■ DOCUMENT
☆ ☆ ☆ ☆ ☆ ☆ ☆

Skip to main content
SHARE
Organization News

Vandy Tombs – Using math to improve data privacy in machine learning

Vandy Tombs has always been intentionally protective of her personal data. When she had an opportunity to apply her math background to improve data privacy on machine learning models, she unintentionally found herself extending the same protection of data to strangers’ information.

“It's always beautiful when you find math in places you don't expect,” Tombs, an applied mathematician in the Geospatial Science and Human Security Division at the Department of Energy’s Oak Ridge National Laboratory, said of finding this project. “I thought I could do something about privacy with models that don't have lots of data by using differential privacy.”

Differential privacy is a method for rigorously measuring privacy. It is usually achieved by introducing ‘noise’ to prevent any piece of data from revealing information about a person. This is important in instances where the information could be harmful to the person if revealed, such as health data, account information for cellphones or banks, or studies involving personal answers.

In enormous data sets, it can be difficult, but not impossible, to trace a piece of data back to a person. In smaller data sets, it is much easier. Consider this example: 10 people are holding scarves. One person is holding a yellow scarf while the other nine are holding green scarves. Ten percent of the people have a yellow scarf. In a group of 100 people, one person holding a yellow scarf represents one percent if the other 99 people are holding a green scarf. Mathematically, as the number of data points grows, it is easier to get lost in the crowd.

Tombs is working on research to guarantee individual privacy in machine learning models that are trained with small datasets. Traditionally, researchers insert noise into such models to achieve greater privacy. The goal is for this added noise not to impact results when all the information is pooled together but to provide enough of a mask to protect any individual person. When differential privacy is achieved, the model shouldn’t reveal anything about an individual beyond what is learned about the population as a whole.

But achieving differential privacy in machine learning models is difficult because the more noise that is added to the training data, the higher the likelihood the results are affected. This is especially the case with model’s trained on less data. Why go through the trouble of layers of math that can impact the outcome? Why not just anonymize the data?

☆ ☆ ☆ ☆ ☆ ☆ ☆

■ ENTRIES SHOWN
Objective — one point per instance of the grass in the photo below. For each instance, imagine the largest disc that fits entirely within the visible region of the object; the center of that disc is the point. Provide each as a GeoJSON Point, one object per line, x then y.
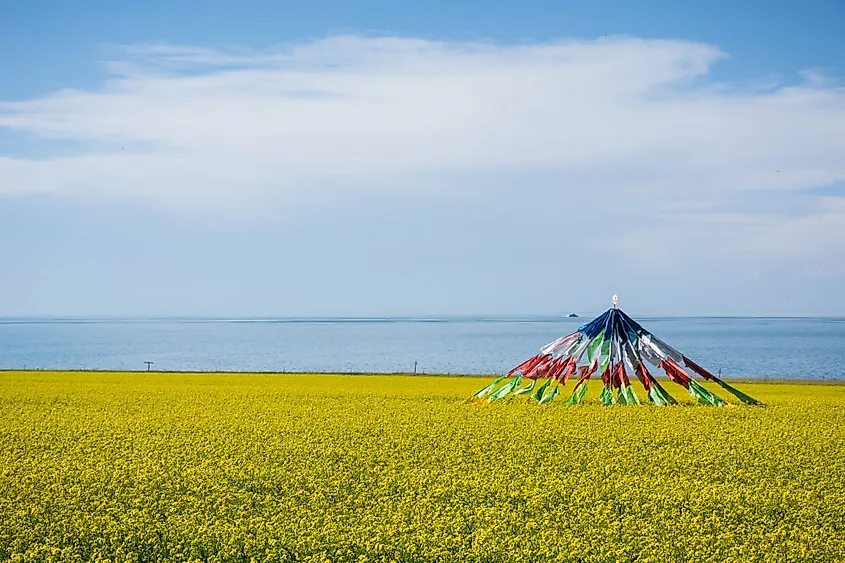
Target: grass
{"type": "Point", "coordinates": [266, 467]}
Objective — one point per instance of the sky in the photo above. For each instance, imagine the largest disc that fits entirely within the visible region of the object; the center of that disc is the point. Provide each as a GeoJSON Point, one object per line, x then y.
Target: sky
{"type": "Point", "coordinates": [376, 158]}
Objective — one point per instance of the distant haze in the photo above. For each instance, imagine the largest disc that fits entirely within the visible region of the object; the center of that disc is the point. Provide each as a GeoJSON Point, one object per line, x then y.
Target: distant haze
{"type": "Point", "coordinates": [360, 175]}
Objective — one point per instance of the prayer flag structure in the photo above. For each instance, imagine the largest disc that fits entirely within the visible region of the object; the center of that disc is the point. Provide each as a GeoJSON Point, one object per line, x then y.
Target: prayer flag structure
{"type": "Point", "coordinates": [611, 344]}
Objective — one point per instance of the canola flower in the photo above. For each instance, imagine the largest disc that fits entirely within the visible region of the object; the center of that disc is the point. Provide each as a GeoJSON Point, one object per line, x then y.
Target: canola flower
{"type": "Point", "coordinates": [216, 467]}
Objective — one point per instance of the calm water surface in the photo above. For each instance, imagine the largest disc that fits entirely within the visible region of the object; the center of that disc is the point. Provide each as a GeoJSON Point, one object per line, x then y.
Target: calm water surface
{"type": "Point", "coordinates": [811, 348]}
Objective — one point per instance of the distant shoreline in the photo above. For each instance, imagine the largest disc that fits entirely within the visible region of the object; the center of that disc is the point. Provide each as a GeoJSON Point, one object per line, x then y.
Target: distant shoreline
{"type": "Point", "coordinates": [815, 381]}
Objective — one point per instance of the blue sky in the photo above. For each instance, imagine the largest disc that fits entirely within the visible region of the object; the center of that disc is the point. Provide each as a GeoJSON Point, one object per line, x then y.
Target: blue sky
{"type": "Point", "coordinates": [421, 158]}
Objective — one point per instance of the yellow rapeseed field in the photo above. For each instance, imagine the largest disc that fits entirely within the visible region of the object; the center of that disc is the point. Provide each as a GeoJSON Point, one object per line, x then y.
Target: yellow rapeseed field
{"type": "Point", "coordinates": [211, 467]}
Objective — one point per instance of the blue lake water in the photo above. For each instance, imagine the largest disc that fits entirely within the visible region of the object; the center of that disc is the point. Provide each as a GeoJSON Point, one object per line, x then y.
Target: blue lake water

☆ ☆ ☆ ☆ ☆ ☆ ☆

■ COMPLETE THE FOLLOWING
A) List every organization or organizational unit named in the article on Vandy Tombs and data privacy.
B) Extend the article on Vandy Tombs and data privacy in machine learning, starting after its final sentence.
The records are separate material and have no connection to the article.

■ RESULTS BY TASK
A)
- Geospatial Science and Human Security Division
- Department of Energy
- Oak Ridge National Laboratory

B)
Anonymized data was the method dating back to the 1990s to protect data. In the 2000s, however, hackers discovered how to take public information, even if the data is anonymized, and link it to a person—called a linkage attack. In several high-profile cases, data was anonymized and released with good intentions to improve machine learning algorithms using crowdsourced knowledge. Instead, individual records were correlated to specific people, resulting in the misuse of personal information and lawsuits alleging illegal distribution of data.

Tombs and her colleagues are looking at privacy differently. “Ensuring strong differential privacy guarantees the data is safe from linkage attacks and other privacy attacks that occur after training,” Tombs said. “There are many ways to achieve differential privacy. Rather than using the conventional approach, we are exploring other methods that aren’t usually used with machine learning. We hope that our methods will have less impact on the model outcome for the same or better privacy guarantees.”

 

Data privacy and personal choice

Protecting data is an active choice for people who want to benefit from machine learning technology, such as improved Google services, while protecting their information from unintentional disclosures.

“You don't think one piece of information is valuable, but often data isn’t in isolation,” said Tombs. Many people overlook how information can come together to reveal personal information. Giving a piece of personal data to one company and another and another can lead to involuntarily revealing a bigger picture about a person’s life.

Furthermore, people should consider the risk to their personal information with the convenience of technology. Smart speakers are listening for the opportunity to help a user but are also listening to conversations not meant for that company. New artificial intelligence assistants are using search terms submitted by users to improve the algorithm by integrating each query into the training data. New apps often require users to create accounts and track how users navigate through an app in order to improve the user experience. Each time a person types or talks into an app, the person may be giving a piece of personal information to the company, and how the company uses that data is out of the hands of users.

While Tombs is protective of her information, she also recognizes the need for research and companies to access data. Through her own research using machine learning on sensitive data like health records, Tombs sees the benefit of doctors and scientists uncovering correlations that wouldn’t be seen without large, merged data sets.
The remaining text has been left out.